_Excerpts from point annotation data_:
-- START --
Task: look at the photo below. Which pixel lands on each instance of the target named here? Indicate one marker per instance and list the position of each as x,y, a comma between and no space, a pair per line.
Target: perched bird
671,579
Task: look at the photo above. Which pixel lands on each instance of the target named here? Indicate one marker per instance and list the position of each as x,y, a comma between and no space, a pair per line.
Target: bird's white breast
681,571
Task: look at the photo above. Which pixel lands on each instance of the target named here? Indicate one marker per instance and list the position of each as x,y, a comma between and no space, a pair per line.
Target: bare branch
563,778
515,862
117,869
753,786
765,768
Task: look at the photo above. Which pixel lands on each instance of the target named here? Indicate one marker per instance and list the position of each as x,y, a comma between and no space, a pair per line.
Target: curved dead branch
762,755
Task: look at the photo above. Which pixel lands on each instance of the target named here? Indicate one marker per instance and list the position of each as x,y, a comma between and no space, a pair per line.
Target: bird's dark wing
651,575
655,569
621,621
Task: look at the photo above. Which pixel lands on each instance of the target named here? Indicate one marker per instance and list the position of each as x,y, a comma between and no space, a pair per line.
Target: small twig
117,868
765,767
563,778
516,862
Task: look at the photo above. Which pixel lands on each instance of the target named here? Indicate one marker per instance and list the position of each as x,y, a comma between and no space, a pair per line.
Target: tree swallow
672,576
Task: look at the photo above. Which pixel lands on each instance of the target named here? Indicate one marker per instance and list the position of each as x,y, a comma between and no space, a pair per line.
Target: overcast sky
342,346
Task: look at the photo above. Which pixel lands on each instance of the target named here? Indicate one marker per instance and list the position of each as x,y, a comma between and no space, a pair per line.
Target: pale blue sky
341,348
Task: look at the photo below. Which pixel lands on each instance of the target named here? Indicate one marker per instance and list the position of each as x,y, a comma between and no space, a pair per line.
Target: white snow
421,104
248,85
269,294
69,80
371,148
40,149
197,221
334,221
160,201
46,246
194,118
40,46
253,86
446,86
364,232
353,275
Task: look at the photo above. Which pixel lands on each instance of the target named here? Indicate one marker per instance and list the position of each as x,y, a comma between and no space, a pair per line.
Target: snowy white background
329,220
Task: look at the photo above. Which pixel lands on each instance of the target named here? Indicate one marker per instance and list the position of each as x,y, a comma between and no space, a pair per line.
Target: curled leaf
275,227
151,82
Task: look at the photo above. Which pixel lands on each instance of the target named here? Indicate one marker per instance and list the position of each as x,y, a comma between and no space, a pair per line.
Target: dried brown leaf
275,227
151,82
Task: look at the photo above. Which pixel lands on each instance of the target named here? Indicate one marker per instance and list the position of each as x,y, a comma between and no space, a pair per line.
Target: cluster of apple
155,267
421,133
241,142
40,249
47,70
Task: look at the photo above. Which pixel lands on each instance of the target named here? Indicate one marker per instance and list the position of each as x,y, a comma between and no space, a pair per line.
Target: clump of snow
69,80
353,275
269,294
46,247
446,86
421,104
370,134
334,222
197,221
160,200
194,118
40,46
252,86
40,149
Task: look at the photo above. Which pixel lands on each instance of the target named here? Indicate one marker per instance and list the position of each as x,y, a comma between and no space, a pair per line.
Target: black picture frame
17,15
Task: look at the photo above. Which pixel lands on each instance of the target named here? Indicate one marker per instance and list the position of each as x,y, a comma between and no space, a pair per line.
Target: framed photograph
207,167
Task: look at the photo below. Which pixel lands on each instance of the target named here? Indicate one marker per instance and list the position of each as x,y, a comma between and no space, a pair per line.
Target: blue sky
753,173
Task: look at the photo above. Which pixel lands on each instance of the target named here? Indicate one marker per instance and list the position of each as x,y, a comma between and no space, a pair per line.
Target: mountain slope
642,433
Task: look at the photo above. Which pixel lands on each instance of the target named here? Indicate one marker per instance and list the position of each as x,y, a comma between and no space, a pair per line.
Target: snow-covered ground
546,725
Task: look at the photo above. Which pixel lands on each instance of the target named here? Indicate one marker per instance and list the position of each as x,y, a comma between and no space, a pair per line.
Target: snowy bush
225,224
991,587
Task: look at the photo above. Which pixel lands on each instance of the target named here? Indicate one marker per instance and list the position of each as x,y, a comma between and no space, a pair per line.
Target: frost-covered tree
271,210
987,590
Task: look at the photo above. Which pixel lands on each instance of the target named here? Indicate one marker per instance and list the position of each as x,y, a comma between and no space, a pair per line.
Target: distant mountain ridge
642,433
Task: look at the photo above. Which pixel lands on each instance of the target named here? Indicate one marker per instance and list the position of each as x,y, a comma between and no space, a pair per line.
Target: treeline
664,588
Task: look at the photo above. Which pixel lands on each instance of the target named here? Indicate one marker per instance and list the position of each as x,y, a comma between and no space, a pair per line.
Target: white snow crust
-- END --
_Work instructions_: Return each line of the entries above that contains the word "branch", copied in full. Treat the match as case-sensitive.

_Solution below_:
Target: bare branch
Target: curved dead branch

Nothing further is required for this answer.